- TE LEZEN FRAGMENT:
——
De oud-politicus pleit voor deze maatregel in het nieuwe boek van Adjiedj Bakas, een veelgevraagd spreker die zinnige dingen over de toekomst probeert te zeggen. Bolkestein stelt voor dat aankomende studenten eerst maar eens bewijzen dat ze de Nederlandse taal voldoende machtig zijn. Dat leidt ongetwijfeld tot een daling van het aantal hbo’ers en academici, maar daarvan hebben we er toch al te veel.
Klagen over taalbeheersing mag van alle tijden zijn en tot de geliefde bezigheden van oude mopperpotten behoren, onderzoeken wijzen wel degelijk uit dat de kennis van de Nederlandse taal onder de jonge generatie achteruit vliegt. De grote boosdoener was in eerste instantie de short message service, oftewel de sms. Nu zijn daar de sociale media zoals Twitter en Facebook nog bijgekomen. Bij deze media is het zaak om een boodschap kort en krachtig te formuleren.
——
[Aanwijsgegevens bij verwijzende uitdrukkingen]

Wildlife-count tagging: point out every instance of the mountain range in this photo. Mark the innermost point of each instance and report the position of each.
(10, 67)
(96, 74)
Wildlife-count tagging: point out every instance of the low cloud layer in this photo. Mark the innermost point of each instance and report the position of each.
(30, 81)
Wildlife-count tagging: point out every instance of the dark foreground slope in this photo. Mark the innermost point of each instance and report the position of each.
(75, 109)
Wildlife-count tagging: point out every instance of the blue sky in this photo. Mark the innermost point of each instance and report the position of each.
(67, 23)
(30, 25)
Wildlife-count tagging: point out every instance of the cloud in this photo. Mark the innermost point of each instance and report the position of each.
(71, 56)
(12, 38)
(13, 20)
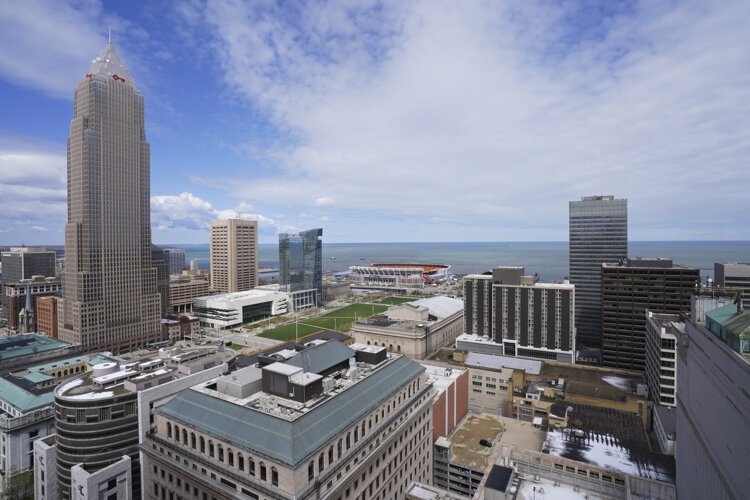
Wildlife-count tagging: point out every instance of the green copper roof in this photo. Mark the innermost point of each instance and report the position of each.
(288, 442)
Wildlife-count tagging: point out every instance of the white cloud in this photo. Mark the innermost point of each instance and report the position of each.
(187, 211)
(476, 111)
(325, 201)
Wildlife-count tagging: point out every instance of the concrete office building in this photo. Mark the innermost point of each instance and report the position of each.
(175, 259)
(418, 329)
(301, 262)
(734, 275)
(46, 315)
(631, 287)
(183, 289)
(346, 424)
(529, 319)
(234, 255)
(102, 416)
(598, 233)
(110, 297)
(22, 263)
(230, 310)
(661, 356)
(15, 297)
(713, 410)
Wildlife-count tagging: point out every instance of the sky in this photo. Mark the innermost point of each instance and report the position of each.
(390, 121)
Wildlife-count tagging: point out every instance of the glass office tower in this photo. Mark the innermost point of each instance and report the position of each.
(598, 234)
(301, 261)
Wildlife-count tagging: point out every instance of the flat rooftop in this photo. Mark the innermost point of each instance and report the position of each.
(467, 452)
(610, 439)
(27, 344)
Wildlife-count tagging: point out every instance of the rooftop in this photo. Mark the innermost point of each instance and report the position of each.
(489, 361)
(467, 452)
(26, 344)
(292, 433)
(610, 439)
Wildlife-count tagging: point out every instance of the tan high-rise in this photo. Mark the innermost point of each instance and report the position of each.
(110, 300)
(234, 255)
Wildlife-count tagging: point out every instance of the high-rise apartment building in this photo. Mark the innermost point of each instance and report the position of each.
(734, 275)
(631, 287)
(529, 319)
(234, 255)
(175, 259)
(713, 408)
(110, 299)
(301, 261)
(598, 234)
(22, 263)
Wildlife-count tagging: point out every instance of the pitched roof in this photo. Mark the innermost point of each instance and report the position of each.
(290, 442)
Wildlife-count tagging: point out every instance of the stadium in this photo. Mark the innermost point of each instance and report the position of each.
(400, 275)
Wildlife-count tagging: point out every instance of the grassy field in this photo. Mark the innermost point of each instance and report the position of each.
(340, 320)
(394, 301)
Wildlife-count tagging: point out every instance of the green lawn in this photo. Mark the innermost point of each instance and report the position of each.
(340, 320)
(394, 301)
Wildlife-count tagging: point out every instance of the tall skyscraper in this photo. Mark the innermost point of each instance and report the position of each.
(598, 234)
(234, 255)
(301, 260)
(110, 300)
(628, 290)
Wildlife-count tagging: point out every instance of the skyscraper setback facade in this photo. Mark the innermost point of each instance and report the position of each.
(110, 300)
(598, 234)
(234, 255)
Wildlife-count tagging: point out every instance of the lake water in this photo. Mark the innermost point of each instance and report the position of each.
(549, 259)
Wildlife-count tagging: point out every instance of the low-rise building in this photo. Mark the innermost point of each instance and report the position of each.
(101, 416)
(451, 403)
(340, 423)
(176, 327)
(183, 288)
(418, 329)
(231, 310)
(46, 315)
(26, 410)
(493, 379)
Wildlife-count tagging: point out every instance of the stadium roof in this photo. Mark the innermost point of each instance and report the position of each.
(290, 442)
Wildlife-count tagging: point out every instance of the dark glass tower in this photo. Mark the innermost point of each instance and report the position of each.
(598, 234)
(301, 260)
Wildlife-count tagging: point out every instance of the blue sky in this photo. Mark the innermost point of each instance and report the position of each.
(395, 121)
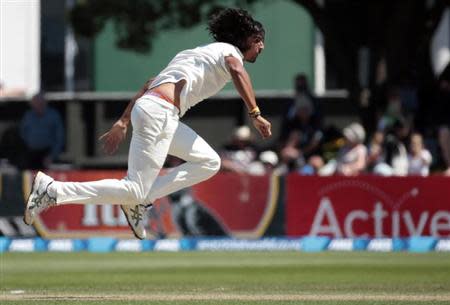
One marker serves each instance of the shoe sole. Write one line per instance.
(27, 218)
(129, 224)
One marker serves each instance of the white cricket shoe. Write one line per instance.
(39, 199)
(136, 217)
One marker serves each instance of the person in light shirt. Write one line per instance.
(192, 76)
(419, 158)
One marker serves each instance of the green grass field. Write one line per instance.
(225, 278)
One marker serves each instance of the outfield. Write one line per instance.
(225, 278)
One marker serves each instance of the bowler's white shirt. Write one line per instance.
(203, 69)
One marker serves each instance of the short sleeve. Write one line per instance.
(229, 50)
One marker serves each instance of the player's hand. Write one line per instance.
(263, 126)
(114, 137)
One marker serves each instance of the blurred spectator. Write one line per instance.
(6, 92)
(266, 164)
(352, 157)
(442, 118)
(409, 99)
(394, 161)
(301, 137)
(312, 166)
(375, 150)
(393, 112)
(42, 131)
(240, 152)
(419, 158)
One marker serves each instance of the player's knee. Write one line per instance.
(136, 194)
(213, 163)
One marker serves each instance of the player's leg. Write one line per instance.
(202, 162)
(153, 129)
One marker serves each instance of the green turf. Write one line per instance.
(225, 278)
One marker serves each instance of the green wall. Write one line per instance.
(289, 50)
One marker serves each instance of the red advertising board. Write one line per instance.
(241, 205)
(367, 206)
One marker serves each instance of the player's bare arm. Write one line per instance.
(112, 138)
(243, 84)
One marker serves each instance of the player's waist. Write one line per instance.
(157, 93)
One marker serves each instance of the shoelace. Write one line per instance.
(40, 198)
(137, 214)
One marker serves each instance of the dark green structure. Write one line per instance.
(289, 50)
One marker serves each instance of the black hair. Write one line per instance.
(234, 26)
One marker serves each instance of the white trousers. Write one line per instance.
(157, 132)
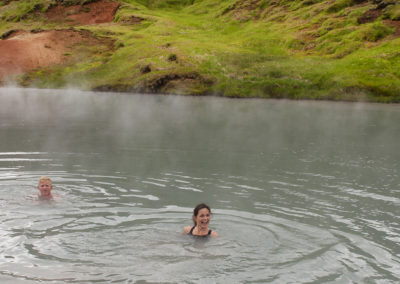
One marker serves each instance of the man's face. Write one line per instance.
(45, 188)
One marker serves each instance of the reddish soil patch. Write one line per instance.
(24, 51)
(93, 13)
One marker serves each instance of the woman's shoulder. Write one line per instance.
(187, 229)
(214, 234)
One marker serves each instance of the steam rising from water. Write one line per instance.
(301, 191)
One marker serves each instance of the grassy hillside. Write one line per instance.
(300, 49)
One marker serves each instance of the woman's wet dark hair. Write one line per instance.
(198, 208)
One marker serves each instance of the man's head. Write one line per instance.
(45, 186)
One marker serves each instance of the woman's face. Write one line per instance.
(203, 218)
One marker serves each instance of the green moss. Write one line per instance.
(311, 49)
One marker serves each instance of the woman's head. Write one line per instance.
(201, 214)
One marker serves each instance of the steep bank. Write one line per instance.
(340, 50)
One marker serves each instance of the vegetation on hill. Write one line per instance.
(296, 49)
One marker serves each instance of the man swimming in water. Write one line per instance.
(45, 186)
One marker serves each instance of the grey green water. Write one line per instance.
(302, 192)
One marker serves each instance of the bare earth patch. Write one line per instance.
(22, 51)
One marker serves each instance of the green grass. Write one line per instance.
(311, 49)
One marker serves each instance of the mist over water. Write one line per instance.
(302, 192)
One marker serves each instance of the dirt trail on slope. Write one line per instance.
(23, 51)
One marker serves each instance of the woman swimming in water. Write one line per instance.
(201, 219)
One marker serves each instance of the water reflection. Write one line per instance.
(301, 191)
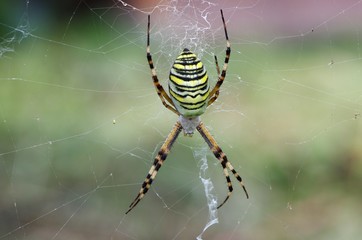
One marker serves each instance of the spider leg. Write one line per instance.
(160, 90)
(220, 155)
(159, 159)
(216, 95)
(215, 91)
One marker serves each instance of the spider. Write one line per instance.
(189, 97)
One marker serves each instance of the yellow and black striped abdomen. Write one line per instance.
(189, 85)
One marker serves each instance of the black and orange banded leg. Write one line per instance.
(160, 90)
(215, 91)
(159, 160)
(220, 155)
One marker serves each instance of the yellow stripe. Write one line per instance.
(192, 83)
(189, 99)
(186, 56)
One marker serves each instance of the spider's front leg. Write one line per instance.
(220, 155)
(159, 159)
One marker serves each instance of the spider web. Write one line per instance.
(81, 122)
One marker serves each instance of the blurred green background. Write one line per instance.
(80, 122)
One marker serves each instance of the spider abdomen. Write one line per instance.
(189, 85)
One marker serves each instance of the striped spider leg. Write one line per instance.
(189, 97)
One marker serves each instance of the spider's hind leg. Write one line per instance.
(159, 159)
(220, 155)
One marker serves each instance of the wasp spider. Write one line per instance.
(189, 97)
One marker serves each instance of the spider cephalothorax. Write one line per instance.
(190, 95)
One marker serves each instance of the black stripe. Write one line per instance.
(189, 108)
(189, 95)
(187, 77)
(192, 90)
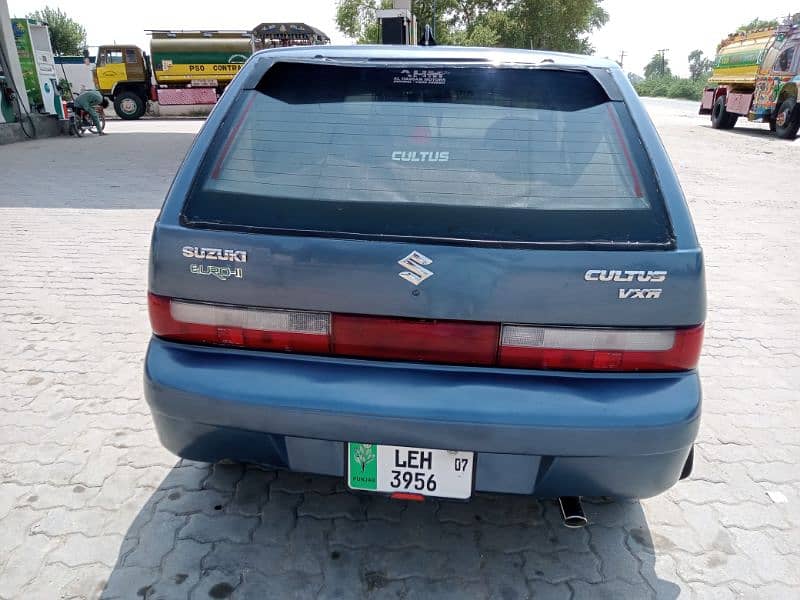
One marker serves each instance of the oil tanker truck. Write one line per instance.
(756, 76)
(188, 69)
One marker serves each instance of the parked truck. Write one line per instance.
(756, 75)
(187, 68)
(183, 68)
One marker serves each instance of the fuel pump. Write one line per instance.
(398, 25)
(32, 39)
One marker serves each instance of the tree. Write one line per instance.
(757, 24)
(699, 65)
(68, 37)
(635, 78)
(657, 67)
(542, 24)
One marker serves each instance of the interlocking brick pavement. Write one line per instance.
(91, 505)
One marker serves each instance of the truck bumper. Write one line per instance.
(547, 435)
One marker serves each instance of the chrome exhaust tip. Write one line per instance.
(572, 514)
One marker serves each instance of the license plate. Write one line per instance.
(389, 469)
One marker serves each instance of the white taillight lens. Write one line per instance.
(655, 340)
(250, 318)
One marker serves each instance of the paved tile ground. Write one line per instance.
(91, 505)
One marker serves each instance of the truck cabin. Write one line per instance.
(116, 64)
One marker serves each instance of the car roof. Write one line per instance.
(441, 53)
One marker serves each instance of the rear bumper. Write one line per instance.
(541, 434)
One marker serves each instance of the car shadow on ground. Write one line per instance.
(123, 170)
(220, 531)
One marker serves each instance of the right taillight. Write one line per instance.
(600, 349)
(254, 328)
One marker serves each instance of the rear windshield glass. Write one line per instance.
(507, 155)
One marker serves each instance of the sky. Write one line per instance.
(637, 27)
(641, 27)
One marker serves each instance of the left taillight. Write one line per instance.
(259, 329)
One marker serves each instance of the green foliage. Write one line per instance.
(542, 24)
(699, 65)
(671, 87)
(757, 24)
(364, 455)
(68, 37)
(657, 67)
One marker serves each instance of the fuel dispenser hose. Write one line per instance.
(22, 113)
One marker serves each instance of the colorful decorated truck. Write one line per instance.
(756, 76)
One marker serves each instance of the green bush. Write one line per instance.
(671, 87)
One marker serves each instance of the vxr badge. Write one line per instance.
(415, 263)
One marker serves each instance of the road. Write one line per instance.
(92, 506)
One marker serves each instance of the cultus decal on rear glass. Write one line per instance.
(620, 276)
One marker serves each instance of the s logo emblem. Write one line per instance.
(415, 263)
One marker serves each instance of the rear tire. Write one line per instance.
(787, 121)
(721, 118)
(102, 118)
(76, 127)
(129, 106)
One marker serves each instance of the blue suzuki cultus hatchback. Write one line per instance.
(431, 272)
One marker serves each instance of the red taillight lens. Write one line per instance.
(594, 349)
(259, 329)
(453, 342)
(418, 340)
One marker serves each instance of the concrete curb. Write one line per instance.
(44, 125)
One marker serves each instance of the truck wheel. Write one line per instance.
(787, 121)
(721, 118)
(129, 105)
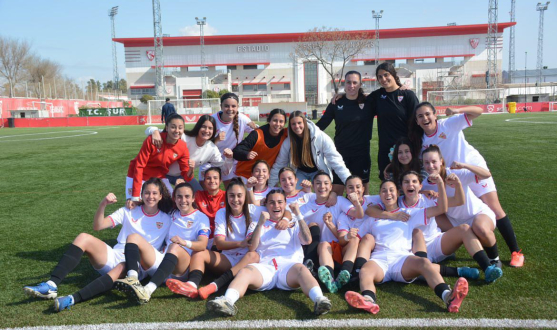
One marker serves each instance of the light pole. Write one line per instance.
(202, 22)
(376, 16)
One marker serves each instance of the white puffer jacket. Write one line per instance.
(325, 155)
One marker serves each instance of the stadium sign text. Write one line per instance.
(253, 49)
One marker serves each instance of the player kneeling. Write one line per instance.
(281, 260)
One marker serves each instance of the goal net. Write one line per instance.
(190, 109)
(490, 100)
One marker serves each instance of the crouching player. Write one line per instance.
(392, 259)
(281, 260)
(188, 234)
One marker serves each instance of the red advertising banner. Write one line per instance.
(55, 108)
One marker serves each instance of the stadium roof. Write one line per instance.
(434, 31)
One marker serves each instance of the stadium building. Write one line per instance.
(261, 68)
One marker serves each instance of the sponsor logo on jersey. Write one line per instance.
(474, 42)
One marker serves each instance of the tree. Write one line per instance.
(330, 46)
(14, 55)
(146, 98)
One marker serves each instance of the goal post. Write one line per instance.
(190, 109)
(490, 100)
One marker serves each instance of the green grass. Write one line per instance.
(50, 189)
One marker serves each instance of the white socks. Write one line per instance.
(132, 273)
(232, 295)
(151, 287)
(315, 293)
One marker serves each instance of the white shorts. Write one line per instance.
(129, 186)
(113, 258)
(233, 258)
(485, 210)
(434, 250)
(143, 273)
(483, 187)
(274, 274)
(391, 263)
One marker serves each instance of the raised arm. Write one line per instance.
(101, 222)
(480, 172)
(442, 204)
(471, 112)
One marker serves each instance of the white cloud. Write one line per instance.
(193, 30)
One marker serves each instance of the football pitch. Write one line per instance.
(53, 179)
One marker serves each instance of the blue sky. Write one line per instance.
(77, 33)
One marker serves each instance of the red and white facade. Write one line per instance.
(260, 67)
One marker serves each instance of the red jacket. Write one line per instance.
(153, 163)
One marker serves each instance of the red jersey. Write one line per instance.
(153, 163)
(209, 205)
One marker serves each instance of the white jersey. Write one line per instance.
(238, 231)
(301, 198)
(431, 231)
(231, 141)
(314, 212)
(188, 226)
(450, 139)
(472, 204)
(259, 195)
(284, 245)
(392, 236)
(153, 228)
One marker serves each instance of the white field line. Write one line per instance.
(523, 120)
(339, 323)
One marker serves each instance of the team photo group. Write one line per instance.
(298, 211)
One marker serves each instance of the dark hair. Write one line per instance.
(321, 173)
(235, 125)
(435, 149)
(415, 132)
(214, 169)
(300, 154)
(396, 167)
(245, 207)
(352, 177)
(390, 68)
(171, 118)
(276, 112)
(195, 130)
(166, 204)
(418, 175)
(178, 186)
(361, 96)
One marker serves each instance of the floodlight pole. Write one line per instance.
(376, 16)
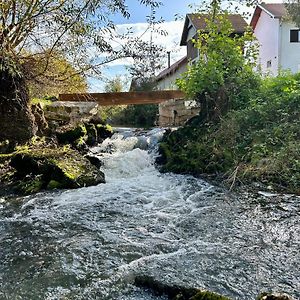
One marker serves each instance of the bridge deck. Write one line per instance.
(124, 98)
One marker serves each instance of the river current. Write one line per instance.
(91, 243)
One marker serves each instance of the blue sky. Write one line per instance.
(137, 21)
(168, 11)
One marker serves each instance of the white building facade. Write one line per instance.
(278, 38)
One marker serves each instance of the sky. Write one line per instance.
(173, 13)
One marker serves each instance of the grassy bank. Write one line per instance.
(258, 143)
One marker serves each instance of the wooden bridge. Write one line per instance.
(124, 98)
(173, 108)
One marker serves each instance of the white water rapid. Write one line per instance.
(91, 243)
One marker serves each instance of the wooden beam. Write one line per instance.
(124, 98)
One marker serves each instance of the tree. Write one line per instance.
(114, 85)
(70, 28)
(146, 65)
(293, 8)
(59, 77)
(223, 77)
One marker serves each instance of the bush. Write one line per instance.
(259, 142)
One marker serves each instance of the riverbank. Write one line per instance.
(98, 242)
(59, 161)
(258, 144)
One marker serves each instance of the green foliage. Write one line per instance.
(293, 8)
(42, 101)
(259, 142)
(70, 136)
(114, 85)
(223, 77)
(52, 76)
(137, 116)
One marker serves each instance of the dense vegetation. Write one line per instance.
(248, 126)
(259, 142)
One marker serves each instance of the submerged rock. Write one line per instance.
(175, 292)
(46, 168)
(274, 296)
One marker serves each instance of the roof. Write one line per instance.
(274, 10)
(198, 21)
(172, 69)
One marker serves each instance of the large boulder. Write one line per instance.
(48, 168)
(175, 292)
(61, 113)
(16, 120)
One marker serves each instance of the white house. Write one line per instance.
(193, 23)
(278, 37)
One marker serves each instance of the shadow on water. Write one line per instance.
(91, 243)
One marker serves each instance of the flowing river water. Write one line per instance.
(91, 243)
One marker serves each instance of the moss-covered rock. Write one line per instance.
(103, 132)
(49, 168)
(5, 147)
(92, 135)
(274, 296)
(175, 292)
(70, 136)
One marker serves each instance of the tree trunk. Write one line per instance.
(16, 120)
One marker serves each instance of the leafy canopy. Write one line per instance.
(222, 78)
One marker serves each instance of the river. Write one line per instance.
(91, 243)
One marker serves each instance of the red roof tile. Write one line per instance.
(199, 22)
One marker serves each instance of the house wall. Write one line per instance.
(290, 52)
(168, 83)
(267, 34)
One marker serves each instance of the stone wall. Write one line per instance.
(63, 113)
(176, 112)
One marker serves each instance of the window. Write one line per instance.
(295, 36)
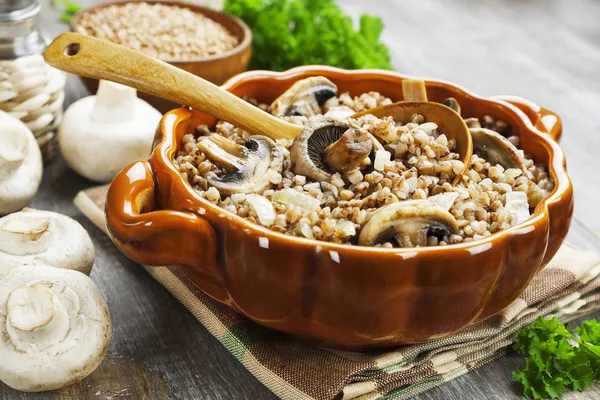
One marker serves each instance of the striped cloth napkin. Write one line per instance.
(567, 288)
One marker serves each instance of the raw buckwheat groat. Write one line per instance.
(407, 161)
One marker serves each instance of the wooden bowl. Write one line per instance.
(339, 295)
(216, 69)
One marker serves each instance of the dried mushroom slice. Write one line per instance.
(407, 224)
(247, 166)
(304, 98)
(328, 145)
(496, 149)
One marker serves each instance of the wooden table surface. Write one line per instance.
(544, 50)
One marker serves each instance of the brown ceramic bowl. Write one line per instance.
(216, 69)
(338, 295)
——
- OPDRACHT: Wat moeten aankomende studenten volgens Bolkestein in het fragment over taalbeheersing eerst bewijzen? De rijen staan los van het fragment en vormen apart materiaal.

- ANTWOORD: Dat ze de Nederlandse taal voldoende machtig zijn.